TAREFA SOLICITADA 1: Resuma em duas frases o texto sobre o projeto de lei da cannabis.
TAREFA SOLICITADA 2: Dê continuidade ao texto sobre o projeto de lei da cannabis a partir da última linha apresentada.

TEXTO DA PÁGINA:

Entenda o PL da Cannabis (399/2015)
Objetivo
Regulamentar as atividades de cultivo, processamento, armazenagem, transporte, pesquisa, produção, industrialização, comercialização, exportação e importação de produtos à base de cannabis para fim medicinal e industrial. O projeto não trata de autocultivo, nem do uso recreativo, religioso e ritualístico.
Quem poderá cultivar
- Pessoa jurídica mediante a prévia autorização do poder publico. Não é possível plantar por conta própria.
- Governo através das Farmácias Vivas do SUS.
- Associações de pacientes legalmente constituídas, com adaptação às boas práticas das Farmácias Vivas do SUS, que possuem regras mais simples que a da indústria. As associações terão um ano para se adaptar.
Obrigações
O produtor de cannabis medicinal é obrigado a solicitar uma cota de cultivo ao poder público que atenda demanda pré-contratada ou com finalidade pré-determinada, as quais devem constar no requerimento de autorização do cultivo. A empresa deve fornecer o número de plantas a serem cultivadas, detalhando quantas são psicoativas e quantas não são.
- O produtor de cânhamo é obrigado a fornecer a área de plantio e só pode produzir plantas não psicoativas.
- O cultivo de cannabis deve seguir a lei brasileira de sementes nº 10.711/200.
- Rastreabilidade de toda a produção, da semente ao descarte.
- Apresentação de plano de segurança de cultivo e do local de produção.
- Ter responsável técnico legal.
- Cultivo em estufas protegido com dispositivos de segurança.
- O projeto prevê o plantio extensivo, ou seja, aberto para o cânhamo industrial.
Finalidade do cultivo de cannabis medicinal
- Produtos regulamentados pela RDV 327/2019 da Anvisa.
- Produtos veterinários.
Finalidade do cultivo do cânhamo industrial
Industrial: têxtil, produtos de construção, cosméticos e outros.

DADOS PARA ANÁLISE:
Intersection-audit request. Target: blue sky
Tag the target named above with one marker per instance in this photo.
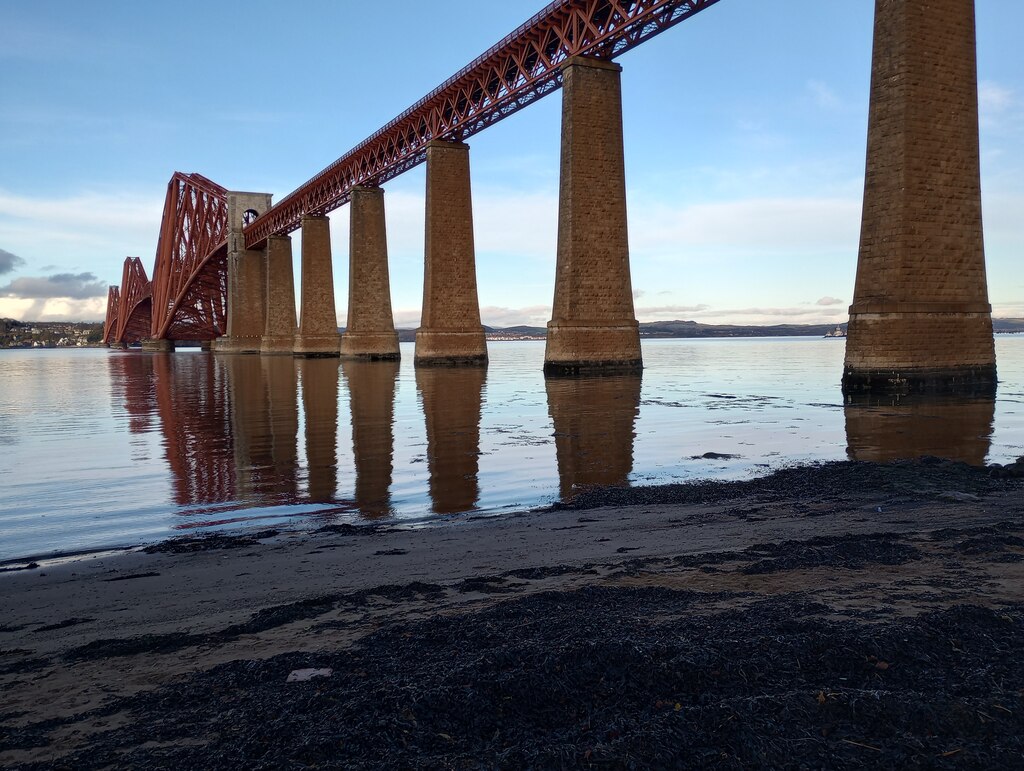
(744, 145)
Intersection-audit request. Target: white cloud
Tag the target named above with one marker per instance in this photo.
(9, 261)
(91, 230)
(823, 96)
(755, 226)
(993, 98)
(71, 286)
(53, 309)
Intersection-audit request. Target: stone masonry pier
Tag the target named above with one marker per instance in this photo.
(593, 327)
(370, 332)
(451, 333)
(921, 319)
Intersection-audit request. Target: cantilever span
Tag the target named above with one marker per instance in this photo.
(510, 75)
(920, 318)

RESULTADO DA TAREFA 1: O PL 399/2015 regulamenta atividades como cultivo, processamento, pesquisa, produção e comercialização de produtos à base de cannabis para fim medicinal e industrial, sem tratar de autocultivo nem de uso recreativo, religioso ou ritualístico. Poderão cultivar pessoas jurídicas com prévia autorização do poder público, o governo por meio das Farmácias Vivas do SUS e associações de pacientes legalmente constituídas, com obrigações como rastreabilidade da produção, plano de segurança e responsável técnico legal.

RESULTADO DA TAREFA 2:
Condições da cannabis medicinal
- Plantas de cannabis com mais de 1% de THC são consideradas psicoativas.
- Plantas de cannabis com menos de 1% de THC são consideradas não psicoativas.
- Para fins de uso veterinário só é permitido o uso da cannabis não psicoativa.
- Os medicamentos à base de cannabis de uso humano são considerados psicoativos se tiverem mais de 0,3% de THC.
- O medicamento com teor de THC abaixo de 0,3% é não psicoativo.
- O medicamento veterinário tem de ter menos de 0,3% de THC.
- Prescrição por profissionais autorizados e receituário de acordo com a RDC 327/19 da Anvisa.
- Os medicamentos à base de cannabis para uso humano são regulados e autorizados pela Anvisa e para uso veterinário são regulados pelo Ministério da Agricultura.
- Os requisitos para concessão das cotas são estabelecidos pelo poder público. Os requisitos que trata esta lei não isenta o atendimento específico de regulamentação exigida pelo poder público mediante regulamento. Por exemplo, a Anvisa diz hoje que canabidiol (CBD) tem de ter receita azul, mas isso o governo pode mudar.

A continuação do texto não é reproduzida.